- Problem
Your task is to write out the lines from the line containing "[locate] green ribbon" through the last line of the material, exactly.
# # #
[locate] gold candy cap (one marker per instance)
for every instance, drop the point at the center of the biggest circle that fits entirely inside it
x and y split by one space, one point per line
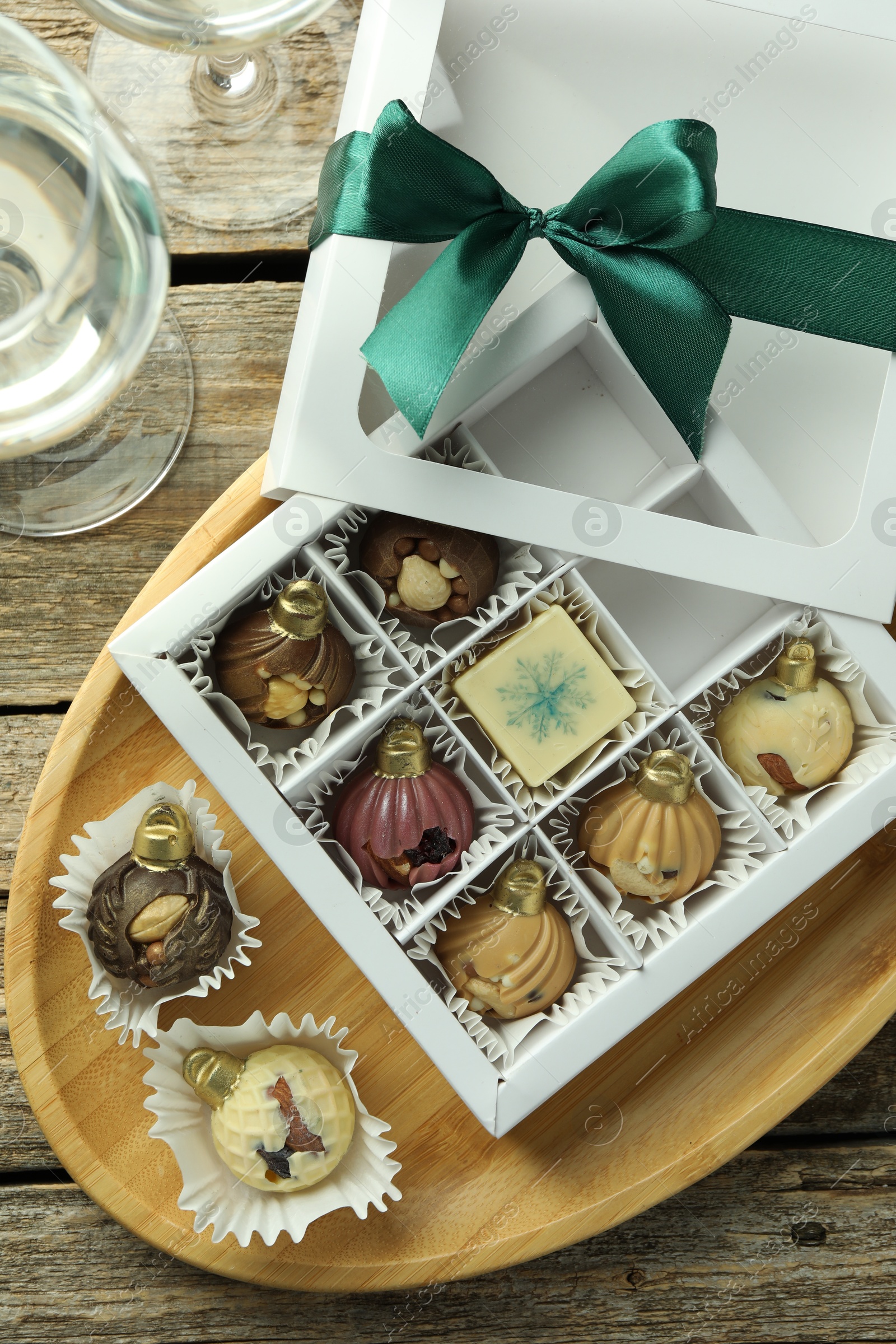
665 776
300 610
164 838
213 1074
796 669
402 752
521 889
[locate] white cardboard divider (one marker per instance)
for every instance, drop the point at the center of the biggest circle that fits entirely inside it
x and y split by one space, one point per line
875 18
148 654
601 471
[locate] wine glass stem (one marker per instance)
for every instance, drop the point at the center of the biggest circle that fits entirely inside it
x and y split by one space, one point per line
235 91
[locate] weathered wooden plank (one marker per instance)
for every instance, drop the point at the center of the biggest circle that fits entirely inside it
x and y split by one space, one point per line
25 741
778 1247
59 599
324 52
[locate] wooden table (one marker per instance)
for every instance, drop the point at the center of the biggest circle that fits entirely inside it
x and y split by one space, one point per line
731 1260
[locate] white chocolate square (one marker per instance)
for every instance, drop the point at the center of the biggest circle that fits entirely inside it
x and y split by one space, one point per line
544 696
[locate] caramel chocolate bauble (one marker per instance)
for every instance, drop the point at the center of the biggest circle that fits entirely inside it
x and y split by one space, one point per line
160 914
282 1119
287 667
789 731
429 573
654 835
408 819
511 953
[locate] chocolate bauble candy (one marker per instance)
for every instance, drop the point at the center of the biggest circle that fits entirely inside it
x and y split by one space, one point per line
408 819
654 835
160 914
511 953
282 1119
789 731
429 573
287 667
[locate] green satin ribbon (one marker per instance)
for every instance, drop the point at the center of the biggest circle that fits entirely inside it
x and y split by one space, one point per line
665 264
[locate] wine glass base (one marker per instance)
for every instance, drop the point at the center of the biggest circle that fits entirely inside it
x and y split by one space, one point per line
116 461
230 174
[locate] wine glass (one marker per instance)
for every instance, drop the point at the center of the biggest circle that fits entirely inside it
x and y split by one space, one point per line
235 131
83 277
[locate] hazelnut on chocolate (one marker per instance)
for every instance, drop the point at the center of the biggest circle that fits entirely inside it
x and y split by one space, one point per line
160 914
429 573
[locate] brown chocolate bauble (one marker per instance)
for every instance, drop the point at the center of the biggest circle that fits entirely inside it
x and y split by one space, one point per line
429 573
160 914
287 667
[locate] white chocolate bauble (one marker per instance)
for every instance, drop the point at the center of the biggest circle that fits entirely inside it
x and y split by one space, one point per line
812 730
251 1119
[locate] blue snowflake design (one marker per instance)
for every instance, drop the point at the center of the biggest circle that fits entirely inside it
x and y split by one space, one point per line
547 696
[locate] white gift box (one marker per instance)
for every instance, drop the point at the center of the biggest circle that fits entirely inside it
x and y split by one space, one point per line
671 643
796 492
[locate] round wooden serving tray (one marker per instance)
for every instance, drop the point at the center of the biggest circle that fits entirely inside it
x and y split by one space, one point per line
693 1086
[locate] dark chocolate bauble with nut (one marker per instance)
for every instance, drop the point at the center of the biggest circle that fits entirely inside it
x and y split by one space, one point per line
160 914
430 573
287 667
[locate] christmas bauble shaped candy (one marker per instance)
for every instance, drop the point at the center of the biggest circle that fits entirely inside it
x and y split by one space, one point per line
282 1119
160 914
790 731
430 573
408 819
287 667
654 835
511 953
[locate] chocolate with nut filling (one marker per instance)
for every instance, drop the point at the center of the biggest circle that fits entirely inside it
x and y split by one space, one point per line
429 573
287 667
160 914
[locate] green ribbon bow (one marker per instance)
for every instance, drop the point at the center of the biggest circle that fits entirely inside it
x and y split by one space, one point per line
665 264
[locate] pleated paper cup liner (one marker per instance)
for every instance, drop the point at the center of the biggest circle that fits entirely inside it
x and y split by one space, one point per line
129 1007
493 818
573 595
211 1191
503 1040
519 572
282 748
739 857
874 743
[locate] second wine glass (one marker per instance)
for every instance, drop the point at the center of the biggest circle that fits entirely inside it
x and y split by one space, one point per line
# # #
- Answer to this problem
[locate] green ribbon bow (one marker per instance)
for every instance, drop the point at the center of the biggest circle that fits entirely inside it
x and y split by one space, one point per line
665 264
[locate] pleated paper cup liner (one marker per instance)
for every instance, drop the point at the center of the biggest circle that fits entirely inside it
x and y split by one space, one point per line
129 1007
493 818
573 595
211 1191
503 1040
519 572
282 748
739 857
874 743
[locate] second wine glass (one marker per instance)
for every instance, drop the point at the center of the biggest circle that fits entirely inside it
x and y split by one space, one point per line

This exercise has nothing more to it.